_Description of the task:_ Can you copy out the records below, swapping every "thickest part" for "widest part" and leaving everything else unchanged?

_Input for this task:_
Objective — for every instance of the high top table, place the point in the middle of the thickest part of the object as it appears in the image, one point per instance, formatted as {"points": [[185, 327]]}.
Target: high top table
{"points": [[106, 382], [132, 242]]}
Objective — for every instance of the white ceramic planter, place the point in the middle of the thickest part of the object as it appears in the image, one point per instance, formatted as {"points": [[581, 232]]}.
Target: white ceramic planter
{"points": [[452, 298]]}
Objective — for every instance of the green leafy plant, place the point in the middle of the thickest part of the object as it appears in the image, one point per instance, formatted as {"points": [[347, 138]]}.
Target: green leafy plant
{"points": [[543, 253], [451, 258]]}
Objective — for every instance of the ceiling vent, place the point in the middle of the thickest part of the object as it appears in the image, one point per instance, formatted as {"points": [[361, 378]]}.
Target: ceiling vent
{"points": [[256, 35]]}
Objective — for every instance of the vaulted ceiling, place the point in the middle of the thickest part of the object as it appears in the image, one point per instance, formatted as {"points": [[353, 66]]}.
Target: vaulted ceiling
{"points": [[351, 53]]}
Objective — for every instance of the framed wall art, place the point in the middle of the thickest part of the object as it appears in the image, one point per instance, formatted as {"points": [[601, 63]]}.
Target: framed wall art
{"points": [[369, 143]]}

_Task answer:_
Objective — for every instance of the high top table, place the point in the middle of the widest part of the object as it appears in the image, one point per instance, formatted as {"points": [[185, 327]]}.
Target: high top table
{"points": [[106, 382], [132, 242]]}
Objective — for every instance of the white ceramic planter, place the point in the middle of the widest part of the object as it appears in the image, one point per instance, formatted as {"points": [[581, 232]]}.
Target: white ceramic planter
{"points": [[452, 298]]}
Objective — for every instance of the green leafy plant, place the point in the middle of the widest part of the object as it appears in the image, one point per instance, formatted as {"points": [[347, 138]]}.
Target: green leafy plant
{"points": [[543, 253], [451, 258]]}
Objective — for every instance of the ceiling vent, place the point in the middle of the widest part of the object as it appears in the image, one point per instance, formatted as {"points": [[361, 378]]}.
Target: ceiling vent
{"points": [[256, 35]]}
Objective — for every instance of the vaulted ceiling, place the point in the middle of the widest part of the object as it appears in the image, one point per instance, formatted as {"points": [[353, 66]]}.
Target: vaulted ceiling
{"points": [[351, 53]]}
Objective — for every instance of the framed wall art, place the point in the middle of the widest part of the object as it appears in the image, one point per instance, formatted as {"points": [[601, 63]]}.
Target: framed wall art
{"points": [[369, 143]]}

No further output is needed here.